Texte extrait:
L’ethnologue peut accompagner certaines actions de conservation mais son attention aux détails et aux interactions sociales complexes à des échelles multiples et sur le long terme lui permet aussi d’identifier, et de questionner les problèmes pouvant émerger de ces contextes (McSweeney, 2005 ; Sandbrook et al., 2013). Cette double posture n’est pas sans ambiguïté : des spécialistes en sciences de la vie ou des décideurs politiques considèreront que l’ethnologue remet en cause et menace les principes de la sauvegarde de la biodiversité en prenant pour objet d’étude les pratiques de conservation ou en questionnant les nouveaux discours sur l’écologisme (Brosius, 2006). On attendra plutôt, au sein de certaines recherches finalisées, qu’il gère et éduque les communautés locales (Machlis, 1995 ; Endter-Wada et al., 1998), qu’il agisse en facilitateur dans le cadre de la mise en place des mesures environnementales (Campbell, 2005 ; Welch-Devine & Campbell, 2010) et/ou qu’il induise des changements de comportements à l’échelle locale (Sievanen et al., 2012), ce qui n’est pas son rôle. L’ethnologue, au contraire, peut être amené à décrire les défauts de raisonnement et les modèles sur lesquels ces programmes de gestion de l’environnement se basent… pour en permettre une meilleure construction et application sur le terrain ? Rendre compte des contextes locaux, des systèmes de gouvernances, de valeur, comme les croyances, peut être d’une aide précieuse pour repenser les politiques globales de conservation et les rendre plus effectives. Peut-on envisager de prendre en compte les spécificités locales dans la construction des stratégies globales pour la biodiversité ou doit-on réfléchir à une façon de rendre ces stratégies plus flexibles à l’échelle locale (flexibilité qui constitue d’ailleurs une préoccupation pour l’IPBES [2]) ? Sandbrook et al. (2013) démontrent que ce type de recherche peut, à long terme, être bénéfique pour les actions de conservation ce qui pose également la question des échelles de temps : comment concilier les temps longs de la recherche et notamment de l’ethnographie avec les temps (plus) courts des programmes de gestion de la biodiversité ? Peut-on articuler les recherches fondamentales de l’ethnologue et les applications attendues de son travail ? Les programmes de recherche en sciences de la vie semblent gérer les échelles de temps de la recherche et de la gestion avec plus de facilité, quels enseignements en tirer ?
Vers une meilleure intégration des sciences humaines et des sciences de la vie dans les programmes de recherche pour / sur la conservation de la biodiversité ?

Détail de la tâche:
Poursuivez le texte ci-dessus sur le rôle de l’ethnologue dans la conservation de la biodiversité, en reprenant juste après sa dernière phrase.

Données enregistrées:
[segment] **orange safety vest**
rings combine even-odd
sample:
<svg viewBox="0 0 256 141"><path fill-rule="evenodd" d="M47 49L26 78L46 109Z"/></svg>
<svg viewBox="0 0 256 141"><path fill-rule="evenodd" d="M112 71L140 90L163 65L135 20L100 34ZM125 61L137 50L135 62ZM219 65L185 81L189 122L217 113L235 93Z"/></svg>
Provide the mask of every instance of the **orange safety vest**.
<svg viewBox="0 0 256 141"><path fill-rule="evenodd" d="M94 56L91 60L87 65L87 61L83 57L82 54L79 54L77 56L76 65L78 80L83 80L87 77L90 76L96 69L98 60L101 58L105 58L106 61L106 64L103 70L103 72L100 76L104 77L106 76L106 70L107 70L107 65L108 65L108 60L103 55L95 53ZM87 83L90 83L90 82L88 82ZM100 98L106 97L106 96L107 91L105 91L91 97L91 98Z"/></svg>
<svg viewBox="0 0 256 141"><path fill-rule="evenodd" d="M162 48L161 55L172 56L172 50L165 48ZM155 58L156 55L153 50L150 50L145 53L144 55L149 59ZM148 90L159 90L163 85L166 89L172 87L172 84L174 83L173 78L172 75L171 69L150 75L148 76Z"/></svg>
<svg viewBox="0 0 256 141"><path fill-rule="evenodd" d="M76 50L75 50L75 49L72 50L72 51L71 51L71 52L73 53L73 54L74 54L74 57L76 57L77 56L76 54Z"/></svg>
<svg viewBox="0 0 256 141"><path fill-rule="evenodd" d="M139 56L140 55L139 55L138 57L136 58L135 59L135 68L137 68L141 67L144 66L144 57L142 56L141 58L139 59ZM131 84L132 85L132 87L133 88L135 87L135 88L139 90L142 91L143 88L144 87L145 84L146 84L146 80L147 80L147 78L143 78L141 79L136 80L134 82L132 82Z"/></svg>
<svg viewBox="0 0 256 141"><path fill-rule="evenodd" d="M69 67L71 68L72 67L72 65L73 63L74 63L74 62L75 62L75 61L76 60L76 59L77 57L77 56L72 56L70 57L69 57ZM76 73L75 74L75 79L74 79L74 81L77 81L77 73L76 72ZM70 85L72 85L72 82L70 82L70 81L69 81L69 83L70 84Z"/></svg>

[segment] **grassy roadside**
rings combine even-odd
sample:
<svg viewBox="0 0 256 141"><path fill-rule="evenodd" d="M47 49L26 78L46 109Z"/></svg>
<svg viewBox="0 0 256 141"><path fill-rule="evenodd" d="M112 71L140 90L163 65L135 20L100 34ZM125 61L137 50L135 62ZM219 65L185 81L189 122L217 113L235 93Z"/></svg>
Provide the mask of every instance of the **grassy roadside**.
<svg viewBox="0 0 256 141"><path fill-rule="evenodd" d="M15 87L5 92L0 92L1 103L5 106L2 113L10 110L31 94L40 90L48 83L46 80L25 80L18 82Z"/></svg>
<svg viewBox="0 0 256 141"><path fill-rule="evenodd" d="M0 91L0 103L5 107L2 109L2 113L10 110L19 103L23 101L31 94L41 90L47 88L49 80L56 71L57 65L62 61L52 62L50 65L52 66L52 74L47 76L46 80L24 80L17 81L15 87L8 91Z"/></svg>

Bonne réponse:
L’intégration des sciences sociales et notamment de l’ethnologie dans les programmes de ou sur la conservation n’est pas chose aisée (Brosius, 2006 ; Campbell, 2005 ; Fox et al., 2006 ; MacMynowski, 2007 ; Pickett, 1999). L’environnement, la biodiversité, la nature sont des domaines longtemps restés l’apanage des seules sciences de la vie (Welch-Devine et Campbell, 2010). Des recherches pluridisciplinaires existent, rendant compte de la complexité des systèmes socio-écologiques au travers d’approches holistes (Holling, 2001 ; Deconchat et al., 2007) [3], néanmoins, les sciences sociales, et notamment l’ethnologie, sont encore minoritaires, sont souvent considérées comme de simples appuis aux sciences écologiques (Billaud, 2003 ; Mathevet, 2010) ou encore comme un faire-valoir lors de réponses à des appels d’offre (Godard, 1992 ; Campbell, 2005). Les chercheurs sont impliqués de façon individuelle, une fois les questions, les hypothèses ou les protocoles identifiés (voir Chlous et Palisse, ce numéro ; Campbell, 2005 ; Welch-Devine et Campbell, 2010). Les disciplines travaillent ainsi plus en en parallèle les unes des autres que de façon réellement intégrée (Roy et al., 2013). Pourtant les problèmes de conservation les plus pressants doivent être appréhendés comme des questions complexes ne pouvant être divisées en composantes strictement sociales ou naturelles. Les problématiques des recherche devraient être construites dés le départ en partenariat pour ne pas être biaisées épistémologiquement.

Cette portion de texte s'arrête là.